__Action requise 1__: Dans le texte sur le sport et l'épilepsie, recopiez le passage allant de "A éviter : plongée" jusqu'à "de combat, etc." inclus, en remplaçant "sports de combat" par "arts martiaux".
__Action requise 2__: Les affirmations suivantes concordent-elles avec le texte sur le sport et l'épilepsie ? Répondez par oui ou non pour chacune, en citant les mots décisifs du texte. (a) Selon l'Inserm, l'épilepsie touche environ 600 000 personnes en France. (b) Clémence Hervieux prépare un marathon seule. (c) Des études montrent que les personnes épileptiques se blessent davantage que les autres.

__Texte d'exercice__:
Contrairement à certains préjugés, les épileptiques peuvent pratiquer une activité sportive et en retirer des bienfaits. Pour autant, le respect de certaines règles est nécessaire.
Pascale Santi Publié le 19 février 2020
10 000 pas et plus. Halte aux idées reçues ! Si, pendant longtemps, le sport était vu comme délétère pour les personnes épileptiques, il est aujourd’hui recommandé. C’était l’un des thèmes abordés lors du colloque annuel de la Fondation française pour la recherche sur l’épilepsie, qui s’est tenu mardi 11 février.
Rappelons que l’épilepsie touche environ 600 000 personnes en France, dont la moitié sont des enfants, selon l’Inserm. Il n’y a pas une mais des épilepsies. Une personne peut faire une seule crise dans sa vie ou en subir vingt par heure. « Pour le grand public, elle est souvent associée à des crises avec des convulsions, des absences, une rigidité des muscles… Mais chaque syndrome épileptique peut se manifester par une grande variété de symptômes… », indique l’Inserm. Les crises « de type absence » s’accompagnent parfois de perte de conscience.
Lorsqu’elle va nager seule, Clémence prévient le maître-nageur
Preuve des bienfaits du sport, le témoignage, mardi 11 février, de Clémence Hervieux. Cette jeune femme, aujourd’hui âgée de 23 ans, qui a fait une encéphalite à l’âge de 3 ans, était très sportive, mais elle a dû arrêter autour de 17-18 ans, en raison de fréquentes crises. « Puis je suis retournée courir, nager, et je constate que je vais beaucoup mieux psychologiquement qu’avant, j’avais peur de me mettre en danger. » Aujourd’hui, Clémence Hervieux prépare un triathlon, avec son compagnon. Pour ce faire, elle court, fait du cyclisme et de la natation. Lorsqu’elle va nager seule, elle respecte quelques règles, et notamment celle de prévenir le maître-nageur.
Ces règles sont impératives, car, pour les personnes épileptiques qui font du sport, « le risque principal est de se blesser », résume Arnaud Biraben, neurologue épileptologue au CHU de Rennes. Cela peut arriver lors d’une crise ou d’une chute pendant la pratique sportive. Des études montrent toutefois que les personnes épileptiques ne se blessent pas plus que celles qui ne le sont pas, poursuit M. Biraben.
A éviter : plongée et sports de combat
Les activités physiques sont classées selon leurs risques. Certains sports sont à éviter, comme la plongée, les sports de combat, etc.

__Données brutes__:

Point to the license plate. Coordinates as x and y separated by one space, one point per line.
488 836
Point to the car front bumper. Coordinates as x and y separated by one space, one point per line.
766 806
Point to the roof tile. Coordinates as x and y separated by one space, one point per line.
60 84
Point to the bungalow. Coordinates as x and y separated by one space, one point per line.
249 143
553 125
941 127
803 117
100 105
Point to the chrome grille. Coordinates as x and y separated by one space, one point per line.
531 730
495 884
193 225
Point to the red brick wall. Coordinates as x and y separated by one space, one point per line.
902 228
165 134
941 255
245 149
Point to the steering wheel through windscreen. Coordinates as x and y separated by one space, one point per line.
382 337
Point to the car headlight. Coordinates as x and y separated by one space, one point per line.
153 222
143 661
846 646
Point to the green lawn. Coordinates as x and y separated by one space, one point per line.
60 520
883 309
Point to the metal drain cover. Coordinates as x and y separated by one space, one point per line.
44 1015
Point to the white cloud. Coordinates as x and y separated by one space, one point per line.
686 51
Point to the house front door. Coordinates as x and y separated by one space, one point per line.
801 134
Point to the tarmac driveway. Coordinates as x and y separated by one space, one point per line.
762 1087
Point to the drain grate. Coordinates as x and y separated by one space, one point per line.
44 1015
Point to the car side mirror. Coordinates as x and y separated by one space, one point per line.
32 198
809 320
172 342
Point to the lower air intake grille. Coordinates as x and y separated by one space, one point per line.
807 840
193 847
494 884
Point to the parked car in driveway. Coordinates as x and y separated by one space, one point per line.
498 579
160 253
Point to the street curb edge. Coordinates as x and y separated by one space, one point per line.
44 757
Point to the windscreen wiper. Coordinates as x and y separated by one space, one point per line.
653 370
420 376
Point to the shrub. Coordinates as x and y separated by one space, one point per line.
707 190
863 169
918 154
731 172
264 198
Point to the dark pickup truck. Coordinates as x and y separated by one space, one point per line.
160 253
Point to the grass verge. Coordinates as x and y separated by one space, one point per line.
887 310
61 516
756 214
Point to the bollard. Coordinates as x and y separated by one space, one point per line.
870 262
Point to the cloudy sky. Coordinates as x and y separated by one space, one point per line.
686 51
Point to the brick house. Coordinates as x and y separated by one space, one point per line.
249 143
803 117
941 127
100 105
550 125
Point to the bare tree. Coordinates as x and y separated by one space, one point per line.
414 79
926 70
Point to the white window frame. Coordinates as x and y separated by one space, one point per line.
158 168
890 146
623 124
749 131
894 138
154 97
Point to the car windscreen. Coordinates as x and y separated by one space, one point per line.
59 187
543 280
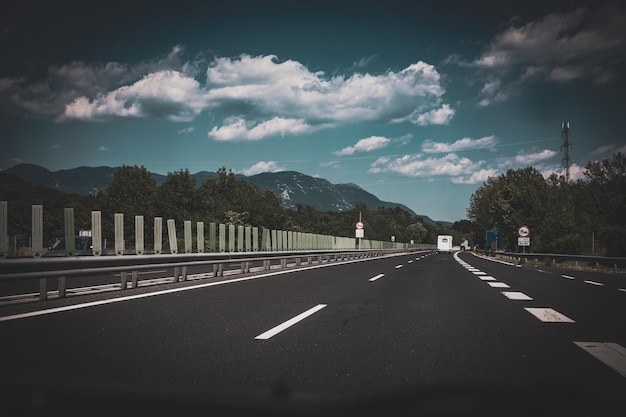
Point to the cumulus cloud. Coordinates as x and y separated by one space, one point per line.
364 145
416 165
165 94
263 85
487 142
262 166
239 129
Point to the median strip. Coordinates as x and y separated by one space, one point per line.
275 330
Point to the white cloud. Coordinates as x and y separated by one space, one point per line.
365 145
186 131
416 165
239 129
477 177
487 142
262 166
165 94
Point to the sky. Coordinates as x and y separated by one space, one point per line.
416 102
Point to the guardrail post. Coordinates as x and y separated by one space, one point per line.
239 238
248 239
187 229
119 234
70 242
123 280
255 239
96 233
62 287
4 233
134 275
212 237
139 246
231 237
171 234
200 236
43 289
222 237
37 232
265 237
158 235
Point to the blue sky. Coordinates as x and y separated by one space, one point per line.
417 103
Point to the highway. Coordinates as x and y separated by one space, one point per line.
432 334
...
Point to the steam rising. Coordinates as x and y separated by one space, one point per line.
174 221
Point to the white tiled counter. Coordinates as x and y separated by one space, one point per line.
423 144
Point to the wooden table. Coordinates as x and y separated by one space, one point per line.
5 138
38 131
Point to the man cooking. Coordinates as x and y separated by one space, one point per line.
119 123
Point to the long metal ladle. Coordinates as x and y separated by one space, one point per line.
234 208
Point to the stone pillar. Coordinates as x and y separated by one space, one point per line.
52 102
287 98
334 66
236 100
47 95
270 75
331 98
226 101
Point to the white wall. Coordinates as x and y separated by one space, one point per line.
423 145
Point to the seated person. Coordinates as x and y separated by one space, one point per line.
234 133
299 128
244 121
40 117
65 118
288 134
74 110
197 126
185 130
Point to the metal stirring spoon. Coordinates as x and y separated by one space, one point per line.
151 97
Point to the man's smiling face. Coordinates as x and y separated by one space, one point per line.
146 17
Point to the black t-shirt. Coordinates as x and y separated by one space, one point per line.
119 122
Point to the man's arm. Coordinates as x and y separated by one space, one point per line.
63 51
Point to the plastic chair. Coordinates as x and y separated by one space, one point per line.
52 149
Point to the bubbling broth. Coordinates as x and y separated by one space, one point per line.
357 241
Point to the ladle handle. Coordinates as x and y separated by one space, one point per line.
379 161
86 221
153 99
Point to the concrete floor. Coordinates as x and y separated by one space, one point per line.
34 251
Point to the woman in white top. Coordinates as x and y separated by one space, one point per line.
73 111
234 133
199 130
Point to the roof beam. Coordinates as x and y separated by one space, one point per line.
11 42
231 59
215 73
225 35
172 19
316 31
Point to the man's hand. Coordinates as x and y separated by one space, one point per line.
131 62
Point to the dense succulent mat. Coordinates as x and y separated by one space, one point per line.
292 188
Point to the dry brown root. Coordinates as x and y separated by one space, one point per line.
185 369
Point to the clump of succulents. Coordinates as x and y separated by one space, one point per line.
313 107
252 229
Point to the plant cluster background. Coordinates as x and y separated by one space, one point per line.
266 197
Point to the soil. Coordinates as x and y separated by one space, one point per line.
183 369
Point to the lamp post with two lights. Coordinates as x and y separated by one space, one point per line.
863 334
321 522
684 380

__Résultat attendu 1__:
A éviter : plongée et arts martiaux
Les activités physiques sont classées selon leurs risques. Certains sports sont à éviter, comme la plongée, les arts martiaux, etc.

__Résultat attendu 2__:
(a) Oui : « l’épilepsie touche environ 600 000 personnes en France, dont la moitié sont des enfants, selon l’Inserm ».
(b) Non : « Aujourd’hui, Clémence Hervieux prépare un triathlon, avec son compagnon. »
(c) Non : « Des études montrent toutefois que les personnes épileptiques ne se blessent pas plus que celles qui ne le sont pas ».